| DATA SUPPLIED |

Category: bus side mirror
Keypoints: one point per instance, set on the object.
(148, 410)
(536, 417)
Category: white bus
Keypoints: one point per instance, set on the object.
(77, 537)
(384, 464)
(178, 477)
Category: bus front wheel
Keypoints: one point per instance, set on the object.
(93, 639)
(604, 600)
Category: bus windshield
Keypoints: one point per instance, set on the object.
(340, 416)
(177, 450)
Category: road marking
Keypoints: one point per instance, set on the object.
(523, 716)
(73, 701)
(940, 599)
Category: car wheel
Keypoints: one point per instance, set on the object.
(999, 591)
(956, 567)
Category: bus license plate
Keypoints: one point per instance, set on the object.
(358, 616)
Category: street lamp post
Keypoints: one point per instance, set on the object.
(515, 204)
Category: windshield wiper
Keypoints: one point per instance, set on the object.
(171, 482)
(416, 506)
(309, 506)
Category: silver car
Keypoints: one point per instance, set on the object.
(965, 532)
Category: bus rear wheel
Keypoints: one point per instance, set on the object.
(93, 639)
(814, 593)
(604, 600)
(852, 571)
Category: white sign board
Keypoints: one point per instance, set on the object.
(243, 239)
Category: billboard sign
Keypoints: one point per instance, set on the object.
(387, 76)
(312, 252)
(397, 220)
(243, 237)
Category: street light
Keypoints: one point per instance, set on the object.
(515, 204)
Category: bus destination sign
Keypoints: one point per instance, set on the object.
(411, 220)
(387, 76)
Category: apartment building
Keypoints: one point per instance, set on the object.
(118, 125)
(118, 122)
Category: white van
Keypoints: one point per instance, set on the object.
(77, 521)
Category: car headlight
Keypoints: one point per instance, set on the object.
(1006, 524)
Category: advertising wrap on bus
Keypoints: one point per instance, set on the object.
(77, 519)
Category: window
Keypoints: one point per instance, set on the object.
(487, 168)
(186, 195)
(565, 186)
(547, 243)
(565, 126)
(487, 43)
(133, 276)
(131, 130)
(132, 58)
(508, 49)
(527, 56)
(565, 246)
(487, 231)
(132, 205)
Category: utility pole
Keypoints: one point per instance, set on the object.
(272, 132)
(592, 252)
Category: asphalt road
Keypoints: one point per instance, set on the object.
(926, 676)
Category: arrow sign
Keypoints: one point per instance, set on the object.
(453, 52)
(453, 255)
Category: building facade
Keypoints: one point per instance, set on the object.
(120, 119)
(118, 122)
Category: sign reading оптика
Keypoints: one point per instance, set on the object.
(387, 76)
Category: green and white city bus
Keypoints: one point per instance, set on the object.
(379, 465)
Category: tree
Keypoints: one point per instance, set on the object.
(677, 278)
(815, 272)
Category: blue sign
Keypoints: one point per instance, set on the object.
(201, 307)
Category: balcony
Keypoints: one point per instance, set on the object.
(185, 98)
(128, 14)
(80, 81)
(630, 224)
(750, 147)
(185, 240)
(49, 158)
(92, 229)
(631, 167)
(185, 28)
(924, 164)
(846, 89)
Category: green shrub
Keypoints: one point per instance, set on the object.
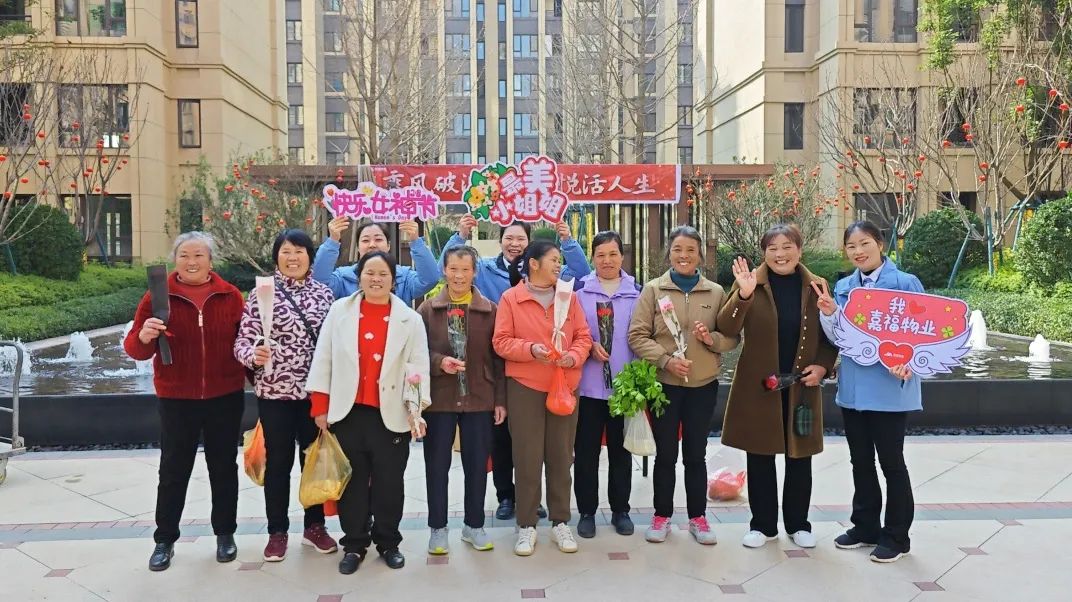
(1044, 249)
(932, 245)
(51, 247)
(1025, 315)
(82, 313)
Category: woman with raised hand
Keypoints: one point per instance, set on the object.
(782, 337)
(673, 327)
(875, 403)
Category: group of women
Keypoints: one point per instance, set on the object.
(350, 355)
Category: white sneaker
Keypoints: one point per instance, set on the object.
(756, 539)
(562, 535)
(526, 541)
(803, 539)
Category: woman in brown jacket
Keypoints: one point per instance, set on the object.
(467, 393)
(775, 309)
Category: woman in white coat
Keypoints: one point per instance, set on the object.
(369, 384)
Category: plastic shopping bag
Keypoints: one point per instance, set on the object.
(253, 453)
(326, 473)
(560, 400)
(724, 485)
(639, 438)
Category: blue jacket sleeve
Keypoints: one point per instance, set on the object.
(324, 267)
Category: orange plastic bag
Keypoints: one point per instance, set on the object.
(560, 399)
(253, 453)
(724, 485)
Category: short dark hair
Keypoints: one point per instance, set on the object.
(687, 231)
(605, 237)
(463, 251)
(788, 230)
(391, 264)
(523, 225)
(865, 227)
(295, 237)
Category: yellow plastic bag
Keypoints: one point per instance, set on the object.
(326, 473)
(254, 454)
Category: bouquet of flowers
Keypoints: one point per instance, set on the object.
(458, 335)
(670, 317)
(605, 314)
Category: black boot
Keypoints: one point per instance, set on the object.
(225, 548)
(161, 558)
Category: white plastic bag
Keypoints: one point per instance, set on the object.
(639, 438)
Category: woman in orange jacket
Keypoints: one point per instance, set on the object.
(523, 337)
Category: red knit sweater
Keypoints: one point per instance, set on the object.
(202, 341)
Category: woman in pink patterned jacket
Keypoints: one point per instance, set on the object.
(299, 309)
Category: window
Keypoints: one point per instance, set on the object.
(684, 75)
(685, 116)
(88, 114)
(524, 124)
(190, 124)
(333, 83)
(185, 24)
(332, 42)
(99, 18)
(905, 13)
(793, 126)
(794, 26)
(293, 31)
(524, 85)
(294, 74)
(463, 124)
(525, 46)
(296, 116)
(335, 122)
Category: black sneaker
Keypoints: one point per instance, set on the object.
(883, 554)
(848, 541)
(505, 510)
(623, 524)
(586, 526)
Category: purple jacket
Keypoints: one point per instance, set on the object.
(589, 292)
(292, 349)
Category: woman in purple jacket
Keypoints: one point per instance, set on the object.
(299, 309)
(607, 297)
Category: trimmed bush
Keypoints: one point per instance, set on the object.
(933, 243)
(1044, 250)
(53, 249)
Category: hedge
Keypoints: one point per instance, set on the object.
(74, 314)
(1026, 315)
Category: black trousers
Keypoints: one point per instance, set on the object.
(476, 429)
(795, 488)
(377, 456)
(593, 418)
(868, 433)
(502, 461)
(285, 423)
(182, 424)
(690, 409)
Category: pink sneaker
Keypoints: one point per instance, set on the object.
(276, 550)
(317, 537)
(701, 530)
(659, 529)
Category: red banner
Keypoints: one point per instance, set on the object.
(581, 183)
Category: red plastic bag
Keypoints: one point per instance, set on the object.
(560, 397)
(254, 455)
(724, 485)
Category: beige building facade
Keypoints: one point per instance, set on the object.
(160, 83)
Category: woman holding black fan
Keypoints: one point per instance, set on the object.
(775, 404)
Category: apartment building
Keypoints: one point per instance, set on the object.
(158, 84)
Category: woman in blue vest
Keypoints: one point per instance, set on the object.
(875, 403)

| EXERCISE BRIEF |
Please transcribe exactly the lines above from the line that has "Category: car headlight" up to and including the line that has "Category: green shrub"; no other line belongs in the answer.

| ANSWER FOR THE TASK |
Category: car headlight
Keypoints: one point per instance, set on the object.
(1006, 524)
Category: advertising wrap on bus
Keypoints: one point per instance, set on the object.
(77, 519)
Category: window
Keypoints: one point per instance, set on the object.
(487, 168)
(186, 195)
(565, 186)
(547, 243)
(565, 126)
(487, 43)
(133, 276)
(131, 130)
(132, 58)
(508, 49)
(527, 56)
(565, 246)
(487, 231)
(132, 205)
Category: utility pole
Keypoints: one point per instance, set on the object.
(272, 132)
(592, 252)
Category: asphalt road
Keypoints: one point per instance, set on the object.
(926, 676)
Category: arrow sign
Keypoints: one point per instance, set on the object.
(453, 52)
(453, 255)
Category: building facade
Keypoints: one point per instance, set on the object.
(120, 119)
(118, 122)
Category: sign reading оптика
Keypoints: one point per instance, set on the object.
(387, 76)
Category: green and white city bus
Keypoints: one point per instance, set on the object.
(379, 465)
Category: tree
Keypoints: one point per instance, set on the object.
(677, 278)
(815, 272)
Category: blue sign
Keypoints: one point per instance, set on the object.
(201, 307)
Category: balcony
Keypoints: one point per instance, set on the object.
(185, 98)
(128, 14)
(80, 81)
(630, 224)
(750, 147)
(185, 240)
(49, 158)
(92, 229)
(631, 167)
(185, 28)
(924, 164)
(846, 89)
Category: green shrub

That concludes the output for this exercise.